**Problem to work on:** Rewrite the data below so that every "night-vision image" becomes "infrared image", leaving everything else unchanged. Leave the pictures out of your answer.

──────────────────────────────

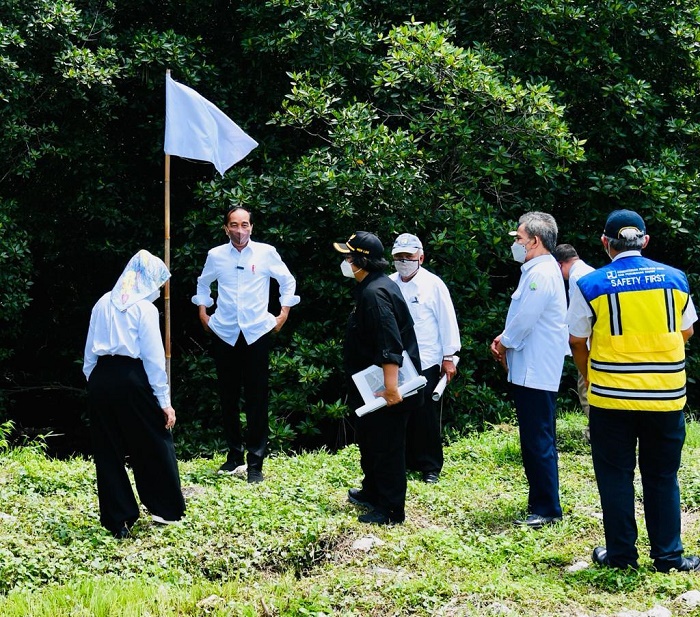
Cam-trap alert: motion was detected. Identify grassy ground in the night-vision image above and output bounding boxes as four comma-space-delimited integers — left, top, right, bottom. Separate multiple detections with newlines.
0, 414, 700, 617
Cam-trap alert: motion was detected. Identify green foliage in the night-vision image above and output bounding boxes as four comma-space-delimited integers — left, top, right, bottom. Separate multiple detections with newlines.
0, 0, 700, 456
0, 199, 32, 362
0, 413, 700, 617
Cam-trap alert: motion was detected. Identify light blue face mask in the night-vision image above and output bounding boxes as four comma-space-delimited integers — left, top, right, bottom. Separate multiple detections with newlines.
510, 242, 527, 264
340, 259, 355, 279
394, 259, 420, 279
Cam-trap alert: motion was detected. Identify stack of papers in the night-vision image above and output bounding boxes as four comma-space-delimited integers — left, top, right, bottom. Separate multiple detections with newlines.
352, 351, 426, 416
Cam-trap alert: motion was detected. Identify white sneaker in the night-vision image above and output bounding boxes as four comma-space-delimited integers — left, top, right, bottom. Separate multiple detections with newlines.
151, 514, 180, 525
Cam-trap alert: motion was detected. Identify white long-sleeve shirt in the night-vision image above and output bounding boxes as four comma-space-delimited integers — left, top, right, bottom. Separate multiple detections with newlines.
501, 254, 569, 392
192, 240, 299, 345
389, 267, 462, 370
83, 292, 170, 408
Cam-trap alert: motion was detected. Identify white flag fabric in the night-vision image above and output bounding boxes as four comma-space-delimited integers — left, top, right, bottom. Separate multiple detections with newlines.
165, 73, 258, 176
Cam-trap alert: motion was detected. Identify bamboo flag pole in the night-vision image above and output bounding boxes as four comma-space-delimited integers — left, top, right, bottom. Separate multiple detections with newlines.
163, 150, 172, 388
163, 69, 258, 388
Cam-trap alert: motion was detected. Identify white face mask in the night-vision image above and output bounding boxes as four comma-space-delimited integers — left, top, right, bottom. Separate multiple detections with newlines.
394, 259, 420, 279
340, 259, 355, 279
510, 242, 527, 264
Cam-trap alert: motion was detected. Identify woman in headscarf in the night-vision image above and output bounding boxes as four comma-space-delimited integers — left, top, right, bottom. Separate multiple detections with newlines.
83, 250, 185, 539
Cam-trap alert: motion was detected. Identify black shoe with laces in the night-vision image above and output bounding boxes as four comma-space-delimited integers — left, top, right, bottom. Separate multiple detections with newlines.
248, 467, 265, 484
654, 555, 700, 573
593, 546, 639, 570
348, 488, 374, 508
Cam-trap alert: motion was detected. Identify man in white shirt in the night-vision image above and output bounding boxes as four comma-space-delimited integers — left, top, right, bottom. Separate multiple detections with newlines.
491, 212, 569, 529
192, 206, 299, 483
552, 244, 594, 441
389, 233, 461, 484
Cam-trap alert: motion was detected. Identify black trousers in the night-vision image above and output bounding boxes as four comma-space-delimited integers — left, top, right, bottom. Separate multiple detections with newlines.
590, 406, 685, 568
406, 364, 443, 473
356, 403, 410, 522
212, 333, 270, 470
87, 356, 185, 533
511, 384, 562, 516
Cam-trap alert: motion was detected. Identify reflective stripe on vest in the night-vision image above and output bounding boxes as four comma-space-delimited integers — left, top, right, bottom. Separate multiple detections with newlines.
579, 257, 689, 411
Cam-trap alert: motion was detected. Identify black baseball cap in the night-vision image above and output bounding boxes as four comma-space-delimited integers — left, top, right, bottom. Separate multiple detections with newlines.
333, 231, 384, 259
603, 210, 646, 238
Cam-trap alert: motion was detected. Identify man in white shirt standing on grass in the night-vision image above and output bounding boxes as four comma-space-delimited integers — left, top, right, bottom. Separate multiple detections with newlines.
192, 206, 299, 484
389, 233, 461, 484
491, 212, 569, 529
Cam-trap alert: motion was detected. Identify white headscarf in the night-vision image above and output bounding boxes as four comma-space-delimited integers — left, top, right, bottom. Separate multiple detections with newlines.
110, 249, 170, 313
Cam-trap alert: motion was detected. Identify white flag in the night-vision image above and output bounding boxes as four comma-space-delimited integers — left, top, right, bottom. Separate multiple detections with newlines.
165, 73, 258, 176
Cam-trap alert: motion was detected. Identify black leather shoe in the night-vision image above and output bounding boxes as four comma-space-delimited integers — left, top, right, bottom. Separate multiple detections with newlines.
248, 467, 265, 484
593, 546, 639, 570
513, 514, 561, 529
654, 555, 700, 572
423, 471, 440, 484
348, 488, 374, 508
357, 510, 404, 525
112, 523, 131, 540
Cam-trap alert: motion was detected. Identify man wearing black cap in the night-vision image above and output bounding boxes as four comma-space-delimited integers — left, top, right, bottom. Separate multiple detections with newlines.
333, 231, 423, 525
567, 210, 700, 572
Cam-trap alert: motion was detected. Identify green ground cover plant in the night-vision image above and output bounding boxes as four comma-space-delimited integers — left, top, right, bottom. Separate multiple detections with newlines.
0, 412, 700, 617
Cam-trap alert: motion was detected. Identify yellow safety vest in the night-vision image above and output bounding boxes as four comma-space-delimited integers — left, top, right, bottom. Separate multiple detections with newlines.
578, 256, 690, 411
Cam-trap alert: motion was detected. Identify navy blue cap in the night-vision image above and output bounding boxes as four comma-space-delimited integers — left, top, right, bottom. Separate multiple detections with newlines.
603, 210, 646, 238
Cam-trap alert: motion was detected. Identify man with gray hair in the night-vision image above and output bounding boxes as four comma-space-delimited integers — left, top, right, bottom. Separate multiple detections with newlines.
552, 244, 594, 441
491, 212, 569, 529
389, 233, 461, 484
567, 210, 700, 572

──────────────────────────────

**Response for this exercise:**
Cam-trap alert: motion was detected. Identify grassy ground in the infrared image above and output bounding boxes as four comma-space-delimited integers — left, top, right, bottom. Separate multiple detections with newlines.
0, 414, 700, 617
Cam-trap alert: motion was detected. Identify green foliage in the infrared image above and output bounding boxes as four comma-space-delimited integers — left, top, right, bottom. Separate multiple detections with newlines.
0, 0, 700, 456
0, 199, 32, 362
0, 413, 700, 617
Cam-trap alert: motion was detected. Identify light blue face mask in the infrared image above and output bounding boxes as four comma-space-delimited integers — left, top, right, bottom. Separate multiple detections with newlines.
510, 242, 527, 264
340, 259, 355, 279
394, 259, 420, 279
Cam-trap alert: motion was detected. Identify stack of papers in the infrared image above and output bounding boxes as four comma-space-delimited integers — left, top, right, bottom. Separate multiple detections with newlines.
352, 351, 426, 416
Cam-trap alert: motion was detected. Identify white sneaker in the infrared image above and output bounding boxes as four comma-space-delimited integers — left, top, right, bottom. Separate multiple detections with newlines.
151, 514, 180, 525
Cam-trap alert: motion was detected. Identify white long-sleeve shirt in the infrared image above and output bounding boxes as four comma-space-delimited integers — left, top, right, bottom. Separate multiple detections with newlines.
501, 254, 569, 392
192, 240, 299, 345
389, 267, 462, 370
83, 292, 170, 408
Cam-trap alert: motion was detected. Identify white flag fabric in the infrared image above and output bounding boxes as four comma-space-delimited integers — left, top, right, bottom. Separate multiple detections with newlines.
165, 73, 258, 176
Cam-trap alert: motion was detected. Identify bamboo flag pole in the infrared image above and output bounding boxes as four comma-space-delimited integers — left, top, right, bottom. Separate multiple detections with newlines.
163, 150, 172, 388
163, 69, 258, 388
Cam-trap alert: motion was detected. Identify white face mask in the infrared image above and output bounding boxes as four comma-space-delimited integers — left, top, right, bottom. Separate multiple detections with newlines.
394, 259, 420, 279
340, 259, 355, 279
510, 242, 527, 264
Cam-trap alert: motion was detected. Identify woman in headscarf in the infrared image above and output bounding boxes as four comma-space-delimited integers — left, top, right, bottom. Separate multiple detections with newlines.
83, 250, 185, 539
Cam-trap alert: motion was detected. Identify black shoe with laces in the infrared image above and output bounding boxes as four comma-space-delimited integers — left, top, right, bottom. Separate multiple detections with newlines.
248, 467, 265, 484
654, 555, 700, 573
593, 546, 639, 570
348, 488, 374, 508
Cam-trap alert: motion was detected. Identify man in white shirt in the infrared image above and output bounding boxes as four comma-space-delimited integers — left, top, right, bottom. Separate multiple detections with newlines.
491, 212, 569, 529
192, 206, 299, 483
552, 244, 594, 441
389, 233, 461, 484
Cam-trap alert: motion was detected. Identify black trousers in the infrared image above and output bounding boxes as four comma-space-delimited integers — left, top, right, bottom. Separate multiple detections with newlines.
590, 406, 685, 568
406, 364, 443, 473
356, 403, 410, 522
212, 333, 270, 470
87, 356, 185, 533
511, 384, 562, 516
Cam-trap alert: motion was detected. Identify reflective stripe on vest in the infrared image above and output bounding boxes as four comma-space-delimited integers — left, top, right, bottom. Separate multiple detections with newlines.
579, 257, 689, 411
Cam-trap alert: motion was detected. Identify black baseball cap in the infrared image above and output bounding boxes as four comma-space-delimited integers — left, top, right, bottom. Separate multiple detections with newlines.
333, 231, 384, 259
603, 210, 646, 238
Cam-trap alert: motion was detected. Identify man in white shirt standing on grass in the infrared image above and output bounding boxes as four comma-space-delimited integers — left, top, right, bottom. Separate multiple detections with newlines.
192, 206, 299, 484
389, 233, 461, 484
491, 212, 569, 529
Cam-trap alert: motion was detected. Identify white headscarf in the infrared image above and output bounding boxes as four comma-space-delimited integers — left, top, right, bottom. Separate multiple detections with newlines.
110, 249, 170, 313
Cam-trap alert: motion was detected. Identify white flag in the infrared image above and output bounding boxes as four comma-space-delimited integers — left, top, right, bottom. Separate multiple detections with newlines.
165, 73, 258, 176
Cam-trap alert: motion was detected. Identify black leather shoe in the infrared image above and output bounding boxes as four comma-space-delimited integers — left, top, right, bottom. Separate multiple detections with newlines.
248, 467, 265, 484
593, 546, 639, 570
513, 514, 561, 529
654, 555, 700, 572
423, 471, 440, 484
348, 488, 374, 508
357, 510, 404, 525
112, 523, 131, 540
Cam-trap alert: motion was detected. Identify man wearing black cap in the infrared image above and output bounding boxes as four comma-space-delimited integers — left, top, right, bottom. Separate multiple detections with newlines.
333, 231, 423, 525
567, 210, 700, 572
Cam-trap alert: motion was detected. Identify green ground cover plant in the infrared image above and output bounding boxes as four comma-space-delimited integers — left, top, right, bottom. Separate multiple detections with newlines.
0, 412, 700, 617
Cam-trap alert: motion was detected. Identify yellow safety vest in the infrared image above and output bounding boxes as four comma-space-delimited integers — left, top, right, bottom. Separate multiple detections with newlines.
578, 256, 690, 411
Cam-trap alert: motion was detected. Identify navy blue cap in the infrared image above and output bounding boxes as four comma-space-delimited integers — left, top, right, bottom. Separate multiple detections with newlines.
603, 210, 646, 238
Cam-trap alert: motion was detected. Identify man with gray hair in the infrared image above and output bounding boxes as four comma-space-delimited integers — left, top, right, bottom. Separate multiple detections with newlines.
552, 244, 594, 441
491, 212, 569, 529
389, 233, 461, 484
567, 210, 700, 572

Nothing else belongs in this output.